====== DOCUMENT SEGMENT ======

Life then is 1. A specific environmental heat cycle that produces the basic building blocks and through heating and cooling makes many variations of these building blocks and selects those most favorable. 2 As earth cooled the chemical system formed by these selected building blocks, took over for the external heat cycle to maintain its optimum state where its enzymes are most productive. As replication continued, the best-adapted variants were selected. Note that excluding a few oddball species, ALL life that has ever existed, exists between 0C - 100C the limits of liquid water. Once life set up a cell membrane [that too is produced in a heat cycle - (Fox)], we have 4 options, or 4 ways for the cell to moderate energy: 1. Take in more,
2. Don't take in more - block it out, 3. Hold in more, 4. Don't hold in more - excrete it out. I contend that these 4 options have through Darwinian evolution, evolved to every aspect of every living thing, that they also relate to Karen Horney's groundbreaking psychological work on 3 types of human social behavior, that resolving 4 option problems in human behavior will resolve a vast layer of physical and psychological problems, and that using a specific therapy that I have devised may accomplish this.
Also I suggest the following model to show how fast life evolves: As adaptation fitness increases - directional and diversifying selection decreases and stabilizing selection increases - and vice versa. This also supports the idea of punctuated equilibrium (Gould, Eldredge) and my Slope and Plateau model. And that's just the outline!
Talk Amongst Yourselves or 4 word lingo that aliens will know.

====== DATA SHOWN ======

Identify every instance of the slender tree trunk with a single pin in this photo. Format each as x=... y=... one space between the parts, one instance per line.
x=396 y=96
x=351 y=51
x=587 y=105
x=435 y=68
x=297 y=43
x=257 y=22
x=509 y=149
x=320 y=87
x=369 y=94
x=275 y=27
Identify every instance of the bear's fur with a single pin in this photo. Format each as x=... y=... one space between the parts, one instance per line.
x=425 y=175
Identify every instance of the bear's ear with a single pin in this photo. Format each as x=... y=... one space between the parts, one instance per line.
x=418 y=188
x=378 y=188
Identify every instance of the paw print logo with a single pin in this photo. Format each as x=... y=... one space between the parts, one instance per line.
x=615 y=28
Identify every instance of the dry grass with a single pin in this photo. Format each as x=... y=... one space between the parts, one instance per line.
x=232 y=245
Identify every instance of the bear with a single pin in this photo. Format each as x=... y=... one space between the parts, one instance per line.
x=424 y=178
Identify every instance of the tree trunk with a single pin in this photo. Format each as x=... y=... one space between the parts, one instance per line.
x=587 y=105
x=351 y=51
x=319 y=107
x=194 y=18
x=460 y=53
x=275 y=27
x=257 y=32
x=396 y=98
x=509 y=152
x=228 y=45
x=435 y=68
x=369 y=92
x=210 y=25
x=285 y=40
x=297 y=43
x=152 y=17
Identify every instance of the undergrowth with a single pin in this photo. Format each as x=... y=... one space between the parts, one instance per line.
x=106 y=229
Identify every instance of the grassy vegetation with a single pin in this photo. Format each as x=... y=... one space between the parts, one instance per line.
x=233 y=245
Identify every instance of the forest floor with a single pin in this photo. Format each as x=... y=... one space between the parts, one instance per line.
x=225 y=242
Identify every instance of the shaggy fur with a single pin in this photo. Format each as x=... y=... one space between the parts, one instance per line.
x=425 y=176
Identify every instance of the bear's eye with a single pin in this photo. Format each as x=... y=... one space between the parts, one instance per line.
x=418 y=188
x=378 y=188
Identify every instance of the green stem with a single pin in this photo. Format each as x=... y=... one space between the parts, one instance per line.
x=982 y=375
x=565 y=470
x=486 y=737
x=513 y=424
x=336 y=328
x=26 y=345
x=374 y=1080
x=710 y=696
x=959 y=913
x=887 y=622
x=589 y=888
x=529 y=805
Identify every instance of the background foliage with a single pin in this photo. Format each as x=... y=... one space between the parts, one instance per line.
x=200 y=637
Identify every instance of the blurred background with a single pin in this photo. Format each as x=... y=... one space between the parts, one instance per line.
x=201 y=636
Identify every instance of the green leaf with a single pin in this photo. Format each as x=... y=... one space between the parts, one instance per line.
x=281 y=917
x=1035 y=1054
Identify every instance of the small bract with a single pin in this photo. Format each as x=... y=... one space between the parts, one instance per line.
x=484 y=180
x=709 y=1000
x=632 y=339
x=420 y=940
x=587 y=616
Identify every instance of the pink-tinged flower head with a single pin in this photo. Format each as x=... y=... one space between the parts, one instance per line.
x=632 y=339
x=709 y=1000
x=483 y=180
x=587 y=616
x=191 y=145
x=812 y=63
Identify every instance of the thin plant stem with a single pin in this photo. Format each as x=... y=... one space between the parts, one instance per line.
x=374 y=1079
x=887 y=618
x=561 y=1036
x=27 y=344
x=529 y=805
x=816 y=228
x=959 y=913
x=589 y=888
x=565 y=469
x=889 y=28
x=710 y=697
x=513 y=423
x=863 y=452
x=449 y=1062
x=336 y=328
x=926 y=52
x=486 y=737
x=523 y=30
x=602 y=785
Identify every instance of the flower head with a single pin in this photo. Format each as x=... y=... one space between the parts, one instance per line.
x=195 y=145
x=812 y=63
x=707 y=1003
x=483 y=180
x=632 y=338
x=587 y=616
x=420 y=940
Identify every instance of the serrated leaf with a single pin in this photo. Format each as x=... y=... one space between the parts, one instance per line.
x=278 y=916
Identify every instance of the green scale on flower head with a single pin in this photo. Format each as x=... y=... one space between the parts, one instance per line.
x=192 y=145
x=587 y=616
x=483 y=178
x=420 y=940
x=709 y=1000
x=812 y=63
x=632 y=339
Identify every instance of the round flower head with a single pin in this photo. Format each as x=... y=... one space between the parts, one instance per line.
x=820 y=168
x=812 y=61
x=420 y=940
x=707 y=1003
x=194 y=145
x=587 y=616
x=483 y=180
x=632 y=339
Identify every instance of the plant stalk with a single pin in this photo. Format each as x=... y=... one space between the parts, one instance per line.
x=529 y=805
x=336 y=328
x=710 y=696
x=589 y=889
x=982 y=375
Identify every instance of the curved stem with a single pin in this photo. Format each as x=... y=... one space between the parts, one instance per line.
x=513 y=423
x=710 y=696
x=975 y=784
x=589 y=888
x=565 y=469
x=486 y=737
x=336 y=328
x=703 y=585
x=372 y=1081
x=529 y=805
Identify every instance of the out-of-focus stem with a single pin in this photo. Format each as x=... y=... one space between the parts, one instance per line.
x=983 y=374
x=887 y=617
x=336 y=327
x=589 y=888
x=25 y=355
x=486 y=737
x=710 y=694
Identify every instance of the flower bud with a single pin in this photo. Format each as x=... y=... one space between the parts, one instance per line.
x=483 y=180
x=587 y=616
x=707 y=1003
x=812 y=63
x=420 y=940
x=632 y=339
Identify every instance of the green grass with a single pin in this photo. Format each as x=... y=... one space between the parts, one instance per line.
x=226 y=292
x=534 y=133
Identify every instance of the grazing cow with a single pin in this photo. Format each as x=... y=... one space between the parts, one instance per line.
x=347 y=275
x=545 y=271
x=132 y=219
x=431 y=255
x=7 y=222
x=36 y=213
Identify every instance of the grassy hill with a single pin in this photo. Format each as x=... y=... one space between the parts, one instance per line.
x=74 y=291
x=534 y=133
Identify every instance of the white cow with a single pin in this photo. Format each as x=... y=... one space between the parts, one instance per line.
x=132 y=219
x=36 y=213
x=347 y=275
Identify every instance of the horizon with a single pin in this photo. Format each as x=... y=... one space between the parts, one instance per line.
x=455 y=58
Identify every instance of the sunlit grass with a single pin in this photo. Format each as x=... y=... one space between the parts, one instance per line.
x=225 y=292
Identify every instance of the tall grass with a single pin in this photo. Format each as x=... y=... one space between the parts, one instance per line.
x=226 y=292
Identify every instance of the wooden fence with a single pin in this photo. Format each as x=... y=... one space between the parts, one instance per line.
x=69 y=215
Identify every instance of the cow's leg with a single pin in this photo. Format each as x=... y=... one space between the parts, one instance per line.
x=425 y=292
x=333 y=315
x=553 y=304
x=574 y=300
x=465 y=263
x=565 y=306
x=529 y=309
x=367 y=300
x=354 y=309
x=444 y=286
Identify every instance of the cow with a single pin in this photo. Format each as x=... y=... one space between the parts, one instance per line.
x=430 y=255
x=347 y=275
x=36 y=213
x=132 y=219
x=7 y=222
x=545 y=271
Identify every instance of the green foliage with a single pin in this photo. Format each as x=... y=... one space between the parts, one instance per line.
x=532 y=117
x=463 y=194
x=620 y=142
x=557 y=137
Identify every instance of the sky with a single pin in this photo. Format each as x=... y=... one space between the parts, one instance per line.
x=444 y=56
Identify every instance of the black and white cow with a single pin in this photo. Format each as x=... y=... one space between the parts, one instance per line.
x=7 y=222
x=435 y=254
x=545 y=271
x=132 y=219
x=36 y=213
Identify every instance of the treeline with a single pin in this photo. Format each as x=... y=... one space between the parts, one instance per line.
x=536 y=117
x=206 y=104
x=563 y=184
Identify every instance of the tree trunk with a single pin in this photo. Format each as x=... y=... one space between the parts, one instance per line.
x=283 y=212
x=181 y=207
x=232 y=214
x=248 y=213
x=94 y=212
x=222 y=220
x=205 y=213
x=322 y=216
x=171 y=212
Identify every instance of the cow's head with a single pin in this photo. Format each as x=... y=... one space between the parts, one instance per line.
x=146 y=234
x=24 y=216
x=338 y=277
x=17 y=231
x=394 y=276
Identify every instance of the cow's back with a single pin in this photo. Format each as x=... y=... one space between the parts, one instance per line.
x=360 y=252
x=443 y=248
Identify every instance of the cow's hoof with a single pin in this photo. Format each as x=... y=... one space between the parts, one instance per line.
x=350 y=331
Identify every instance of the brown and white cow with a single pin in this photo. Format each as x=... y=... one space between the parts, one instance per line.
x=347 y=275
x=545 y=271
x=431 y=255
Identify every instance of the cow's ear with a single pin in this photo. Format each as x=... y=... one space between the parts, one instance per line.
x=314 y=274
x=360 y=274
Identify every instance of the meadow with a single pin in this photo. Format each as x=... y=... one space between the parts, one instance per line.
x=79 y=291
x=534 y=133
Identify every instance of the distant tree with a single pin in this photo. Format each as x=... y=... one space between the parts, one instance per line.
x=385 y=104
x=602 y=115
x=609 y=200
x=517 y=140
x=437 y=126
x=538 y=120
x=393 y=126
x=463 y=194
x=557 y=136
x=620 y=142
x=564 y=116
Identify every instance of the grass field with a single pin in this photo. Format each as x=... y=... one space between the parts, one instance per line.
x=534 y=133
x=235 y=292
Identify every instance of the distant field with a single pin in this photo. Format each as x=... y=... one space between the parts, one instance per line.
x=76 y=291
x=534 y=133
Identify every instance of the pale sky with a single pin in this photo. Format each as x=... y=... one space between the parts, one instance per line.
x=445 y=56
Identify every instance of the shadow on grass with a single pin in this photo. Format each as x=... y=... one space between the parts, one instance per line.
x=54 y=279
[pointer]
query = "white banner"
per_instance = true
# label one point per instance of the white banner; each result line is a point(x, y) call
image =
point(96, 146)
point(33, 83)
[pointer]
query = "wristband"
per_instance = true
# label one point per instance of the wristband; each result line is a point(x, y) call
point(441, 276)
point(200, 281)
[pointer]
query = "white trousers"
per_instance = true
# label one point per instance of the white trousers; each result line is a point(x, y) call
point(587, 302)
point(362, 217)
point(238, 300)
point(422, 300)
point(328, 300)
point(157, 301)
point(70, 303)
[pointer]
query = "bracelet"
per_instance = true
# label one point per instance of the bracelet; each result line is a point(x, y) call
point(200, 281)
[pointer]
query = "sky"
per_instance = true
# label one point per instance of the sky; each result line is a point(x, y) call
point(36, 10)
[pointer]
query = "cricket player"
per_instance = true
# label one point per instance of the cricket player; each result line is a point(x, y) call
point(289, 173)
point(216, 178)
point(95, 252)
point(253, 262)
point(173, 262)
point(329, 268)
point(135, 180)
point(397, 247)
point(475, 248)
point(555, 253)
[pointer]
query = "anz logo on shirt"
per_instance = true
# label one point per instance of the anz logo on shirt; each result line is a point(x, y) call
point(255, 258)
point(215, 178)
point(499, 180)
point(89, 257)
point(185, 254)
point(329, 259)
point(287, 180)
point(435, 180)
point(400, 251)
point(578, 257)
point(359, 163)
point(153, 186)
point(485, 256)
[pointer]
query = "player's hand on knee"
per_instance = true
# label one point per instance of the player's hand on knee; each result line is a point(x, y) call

======

- _WHAT TO DO_:
1 > In the passage on the origin of life, what temperature range does nearly all life that has ever existed fall within?
2 > Continue the passage on the origin of life from where it stops.

- _ANSWERS FOR THE TASKS_:
1 > Between 0C and 100C, the limits of liquid water.

2 >
In my hypothesis I suggest the concept of the 4 options - 4 ways for Darwinian evolution. And because I see them as universal to all, I think they would form the basis for a 4-word language that we and all calling aliens could understand. Let's review what they were: #1 Don't have - want (take in) #2 Don't have - don't want (block out) #3 Have - want (keep in) #4 Have - but don't want (excrete out). That's our vocabulary - 4 words we'll call 1,2,3 and 4. Begin with #3. Hold something you like in your hand. Explain to alien that this = 3. Put it on a table far away and express longing for it = 1. Hold something that smells bad = 4. Place it on a table and explain that you don't want to go near it = 2. See how it works? Those 4 phrases or word concepts really cover a lot of ground! They are a sort of sign language based on universal life biology. Maybe some day we'll be able to try it? [Alien note: at this time, we are looking for radio waves from the skies at the low end of the electromagnetic spectrum. I tend to think that aliens are more likely to send wave/messages nearer UV wavelength - which is a key ingredient to life's heat cycle. We may be looking in the wrong frequency!]
These authors are recommended or were quoted or info from them was used to write these essays: M. Olomucki, C. Wills and J. Bada, Lynn Margulis, Stephen J. Gould, James Lovelock, William K. Hartmann, Karen Horney, George O. Abell, Clifford D. Simak, Neil A Campbell, and all the posters at Sci.bio.evolution newsgroup.